+++ Kullanılacak veriler +++
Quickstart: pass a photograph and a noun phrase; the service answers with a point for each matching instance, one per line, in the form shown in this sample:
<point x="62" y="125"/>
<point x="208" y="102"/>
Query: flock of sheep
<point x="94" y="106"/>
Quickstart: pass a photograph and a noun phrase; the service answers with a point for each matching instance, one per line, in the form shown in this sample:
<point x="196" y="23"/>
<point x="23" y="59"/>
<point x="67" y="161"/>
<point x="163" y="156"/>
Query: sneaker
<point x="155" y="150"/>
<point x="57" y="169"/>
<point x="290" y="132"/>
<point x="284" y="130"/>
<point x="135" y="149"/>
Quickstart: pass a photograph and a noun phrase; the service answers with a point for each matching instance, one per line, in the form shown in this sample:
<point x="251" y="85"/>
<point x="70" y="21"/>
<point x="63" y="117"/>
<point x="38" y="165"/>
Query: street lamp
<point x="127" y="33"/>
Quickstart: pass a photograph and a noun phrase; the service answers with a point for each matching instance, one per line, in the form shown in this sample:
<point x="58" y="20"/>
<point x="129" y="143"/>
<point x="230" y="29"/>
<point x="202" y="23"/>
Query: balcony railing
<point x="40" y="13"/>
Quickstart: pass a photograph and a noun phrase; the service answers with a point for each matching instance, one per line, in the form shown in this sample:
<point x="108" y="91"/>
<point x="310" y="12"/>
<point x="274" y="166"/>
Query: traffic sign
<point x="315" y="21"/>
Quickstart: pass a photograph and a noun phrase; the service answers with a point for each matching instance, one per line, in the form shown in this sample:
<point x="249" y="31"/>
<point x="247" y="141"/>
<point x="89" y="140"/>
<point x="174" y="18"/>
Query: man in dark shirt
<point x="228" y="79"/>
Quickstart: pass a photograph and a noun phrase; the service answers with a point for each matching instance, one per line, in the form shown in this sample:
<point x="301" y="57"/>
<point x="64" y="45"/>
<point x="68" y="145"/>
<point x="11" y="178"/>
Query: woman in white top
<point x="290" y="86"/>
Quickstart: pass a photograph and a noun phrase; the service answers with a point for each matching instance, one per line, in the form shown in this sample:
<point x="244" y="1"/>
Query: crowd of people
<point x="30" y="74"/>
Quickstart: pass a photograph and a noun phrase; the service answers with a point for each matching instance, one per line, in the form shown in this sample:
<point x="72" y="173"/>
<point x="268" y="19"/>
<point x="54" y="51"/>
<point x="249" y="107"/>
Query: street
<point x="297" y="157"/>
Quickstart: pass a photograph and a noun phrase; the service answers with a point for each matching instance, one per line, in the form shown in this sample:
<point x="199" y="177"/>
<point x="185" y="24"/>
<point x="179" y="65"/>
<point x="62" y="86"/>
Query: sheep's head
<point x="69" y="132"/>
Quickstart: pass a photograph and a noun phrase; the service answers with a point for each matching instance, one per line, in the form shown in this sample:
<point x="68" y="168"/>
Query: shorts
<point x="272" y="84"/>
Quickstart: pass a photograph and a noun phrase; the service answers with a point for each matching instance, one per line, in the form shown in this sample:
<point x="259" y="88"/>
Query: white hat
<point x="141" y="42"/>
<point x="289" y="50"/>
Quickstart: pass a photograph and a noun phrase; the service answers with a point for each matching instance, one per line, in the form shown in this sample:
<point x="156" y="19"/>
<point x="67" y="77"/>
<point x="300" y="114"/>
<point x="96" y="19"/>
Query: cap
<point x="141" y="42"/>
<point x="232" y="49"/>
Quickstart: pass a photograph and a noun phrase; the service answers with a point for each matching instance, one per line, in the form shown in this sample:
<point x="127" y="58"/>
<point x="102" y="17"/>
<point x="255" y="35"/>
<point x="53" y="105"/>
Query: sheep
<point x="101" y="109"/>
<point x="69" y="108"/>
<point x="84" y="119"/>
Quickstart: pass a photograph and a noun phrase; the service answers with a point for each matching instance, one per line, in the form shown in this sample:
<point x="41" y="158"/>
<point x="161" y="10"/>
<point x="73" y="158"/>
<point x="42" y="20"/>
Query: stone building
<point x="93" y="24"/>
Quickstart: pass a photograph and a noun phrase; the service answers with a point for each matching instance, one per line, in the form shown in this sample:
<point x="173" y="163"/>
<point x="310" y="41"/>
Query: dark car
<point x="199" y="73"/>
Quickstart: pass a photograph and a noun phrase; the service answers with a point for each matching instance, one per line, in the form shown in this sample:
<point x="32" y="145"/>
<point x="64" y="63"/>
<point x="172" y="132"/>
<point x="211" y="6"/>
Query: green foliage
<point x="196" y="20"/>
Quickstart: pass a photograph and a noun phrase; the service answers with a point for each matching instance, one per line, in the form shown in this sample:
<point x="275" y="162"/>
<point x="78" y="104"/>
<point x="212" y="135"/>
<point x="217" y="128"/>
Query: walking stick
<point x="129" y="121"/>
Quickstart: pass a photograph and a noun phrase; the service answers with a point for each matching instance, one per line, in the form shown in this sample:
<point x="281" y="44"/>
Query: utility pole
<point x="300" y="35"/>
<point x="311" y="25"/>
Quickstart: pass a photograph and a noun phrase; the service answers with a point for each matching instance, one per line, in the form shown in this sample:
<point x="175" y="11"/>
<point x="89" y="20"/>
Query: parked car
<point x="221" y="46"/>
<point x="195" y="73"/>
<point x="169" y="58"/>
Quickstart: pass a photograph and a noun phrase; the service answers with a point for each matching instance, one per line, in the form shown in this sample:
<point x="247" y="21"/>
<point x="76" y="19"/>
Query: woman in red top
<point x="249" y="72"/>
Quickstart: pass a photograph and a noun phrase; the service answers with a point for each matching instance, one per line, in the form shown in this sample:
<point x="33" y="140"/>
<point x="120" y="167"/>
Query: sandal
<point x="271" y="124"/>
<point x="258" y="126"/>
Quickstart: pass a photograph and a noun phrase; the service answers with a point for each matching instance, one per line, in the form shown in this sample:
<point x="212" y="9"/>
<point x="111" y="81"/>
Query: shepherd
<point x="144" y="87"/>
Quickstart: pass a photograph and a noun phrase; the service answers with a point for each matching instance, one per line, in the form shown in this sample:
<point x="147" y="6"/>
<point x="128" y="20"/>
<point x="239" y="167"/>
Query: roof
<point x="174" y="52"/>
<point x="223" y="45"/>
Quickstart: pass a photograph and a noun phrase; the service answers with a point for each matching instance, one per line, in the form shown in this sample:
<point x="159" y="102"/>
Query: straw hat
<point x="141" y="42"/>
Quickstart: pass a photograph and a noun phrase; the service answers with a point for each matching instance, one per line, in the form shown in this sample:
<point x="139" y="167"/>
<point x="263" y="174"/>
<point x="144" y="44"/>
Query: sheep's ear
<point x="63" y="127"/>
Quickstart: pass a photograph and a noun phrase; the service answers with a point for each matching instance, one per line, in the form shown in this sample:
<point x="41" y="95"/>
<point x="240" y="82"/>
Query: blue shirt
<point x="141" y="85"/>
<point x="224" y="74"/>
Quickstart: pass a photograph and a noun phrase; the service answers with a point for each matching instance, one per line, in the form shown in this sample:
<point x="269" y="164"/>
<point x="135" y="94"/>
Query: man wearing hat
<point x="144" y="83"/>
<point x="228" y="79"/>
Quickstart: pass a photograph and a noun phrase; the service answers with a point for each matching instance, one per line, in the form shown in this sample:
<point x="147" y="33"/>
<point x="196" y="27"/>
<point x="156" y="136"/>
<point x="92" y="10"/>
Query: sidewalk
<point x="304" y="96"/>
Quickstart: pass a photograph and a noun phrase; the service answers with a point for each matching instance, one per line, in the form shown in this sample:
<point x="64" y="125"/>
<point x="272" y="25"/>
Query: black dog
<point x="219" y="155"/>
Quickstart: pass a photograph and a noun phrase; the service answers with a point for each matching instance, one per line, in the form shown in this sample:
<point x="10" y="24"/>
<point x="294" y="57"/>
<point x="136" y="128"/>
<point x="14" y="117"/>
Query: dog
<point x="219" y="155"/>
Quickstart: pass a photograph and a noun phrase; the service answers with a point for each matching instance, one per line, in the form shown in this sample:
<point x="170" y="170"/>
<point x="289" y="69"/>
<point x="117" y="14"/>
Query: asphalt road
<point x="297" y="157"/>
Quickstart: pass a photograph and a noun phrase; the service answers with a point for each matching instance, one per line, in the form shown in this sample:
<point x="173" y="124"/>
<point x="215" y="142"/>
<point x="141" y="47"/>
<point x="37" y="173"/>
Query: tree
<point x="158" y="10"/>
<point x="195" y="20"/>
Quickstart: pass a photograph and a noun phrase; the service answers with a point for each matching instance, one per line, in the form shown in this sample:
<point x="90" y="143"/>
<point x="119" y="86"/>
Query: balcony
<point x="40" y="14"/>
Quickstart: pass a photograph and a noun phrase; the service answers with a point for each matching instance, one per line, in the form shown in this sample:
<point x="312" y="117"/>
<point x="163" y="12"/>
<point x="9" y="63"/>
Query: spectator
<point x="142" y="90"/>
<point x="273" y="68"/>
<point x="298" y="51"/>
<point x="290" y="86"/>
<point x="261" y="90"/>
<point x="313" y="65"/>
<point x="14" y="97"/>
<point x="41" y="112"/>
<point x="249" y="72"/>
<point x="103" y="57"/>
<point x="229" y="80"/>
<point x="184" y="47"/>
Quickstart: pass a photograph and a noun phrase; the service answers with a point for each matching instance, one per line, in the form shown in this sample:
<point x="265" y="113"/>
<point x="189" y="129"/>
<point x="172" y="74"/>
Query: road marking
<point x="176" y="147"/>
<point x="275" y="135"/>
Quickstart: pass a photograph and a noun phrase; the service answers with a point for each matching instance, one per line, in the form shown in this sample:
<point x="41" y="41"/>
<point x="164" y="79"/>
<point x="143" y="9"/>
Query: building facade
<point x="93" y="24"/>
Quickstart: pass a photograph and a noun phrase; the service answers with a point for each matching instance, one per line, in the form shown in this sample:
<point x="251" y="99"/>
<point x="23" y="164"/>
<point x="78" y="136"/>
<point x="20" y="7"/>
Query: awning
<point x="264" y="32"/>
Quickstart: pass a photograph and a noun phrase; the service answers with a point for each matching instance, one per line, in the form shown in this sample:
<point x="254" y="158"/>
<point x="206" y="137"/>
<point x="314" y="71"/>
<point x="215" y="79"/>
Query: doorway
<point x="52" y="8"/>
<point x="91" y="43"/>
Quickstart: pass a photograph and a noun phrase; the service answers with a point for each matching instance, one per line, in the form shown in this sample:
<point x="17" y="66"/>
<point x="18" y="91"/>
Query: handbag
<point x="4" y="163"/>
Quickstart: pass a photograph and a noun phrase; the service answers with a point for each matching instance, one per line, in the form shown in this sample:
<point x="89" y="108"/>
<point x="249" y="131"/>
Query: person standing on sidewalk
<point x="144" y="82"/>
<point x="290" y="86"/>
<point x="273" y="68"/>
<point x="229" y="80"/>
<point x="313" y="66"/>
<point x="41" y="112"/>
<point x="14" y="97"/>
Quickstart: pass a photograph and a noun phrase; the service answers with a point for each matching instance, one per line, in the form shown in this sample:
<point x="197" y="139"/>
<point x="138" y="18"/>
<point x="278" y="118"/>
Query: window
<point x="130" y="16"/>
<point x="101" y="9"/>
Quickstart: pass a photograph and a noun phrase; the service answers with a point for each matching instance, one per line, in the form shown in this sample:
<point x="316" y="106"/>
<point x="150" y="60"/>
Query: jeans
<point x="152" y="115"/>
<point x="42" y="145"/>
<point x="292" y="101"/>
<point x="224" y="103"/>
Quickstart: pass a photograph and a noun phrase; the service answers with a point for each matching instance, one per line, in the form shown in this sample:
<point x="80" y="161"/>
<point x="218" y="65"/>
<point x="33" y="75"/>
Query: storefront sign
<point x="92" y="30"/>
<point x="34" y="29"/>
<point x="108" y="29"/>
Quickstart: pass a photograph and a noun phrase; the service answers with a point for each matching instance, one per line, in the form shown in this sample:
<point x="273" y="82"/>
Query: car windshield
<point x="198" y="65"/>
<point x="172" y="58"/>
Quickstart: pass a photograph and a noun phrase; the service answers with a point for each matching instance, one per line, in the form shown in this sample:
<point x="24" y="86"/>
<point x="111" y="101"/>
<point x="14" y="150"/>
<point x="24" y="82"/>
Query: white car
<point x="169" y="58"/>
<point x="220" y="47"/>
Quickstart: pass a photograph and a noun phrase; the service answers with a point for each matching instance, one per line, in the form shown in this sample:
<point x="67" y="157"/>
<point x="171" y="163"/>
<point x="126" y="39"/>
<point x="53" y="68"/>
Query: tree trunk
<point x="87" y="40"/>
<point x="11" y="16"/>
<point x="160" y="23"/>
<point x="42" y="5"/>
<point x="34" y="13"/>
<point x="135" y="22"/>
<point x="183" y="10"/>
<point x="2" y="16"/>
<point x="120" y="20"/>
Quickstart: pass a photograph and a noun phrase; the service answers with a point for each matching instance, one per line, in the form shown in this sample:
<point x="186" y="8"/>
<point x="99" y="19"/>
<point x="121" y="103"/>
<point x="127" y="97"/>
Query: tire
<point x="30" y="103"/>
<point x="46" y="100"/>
+++
[İstenen] Yukarıdaki satırlardan kaçında "sign" dizesi geçiyor? Büyük-küçük harf farkını gözeterek yalnızca sayıyı yazın.

[Çözüm] 2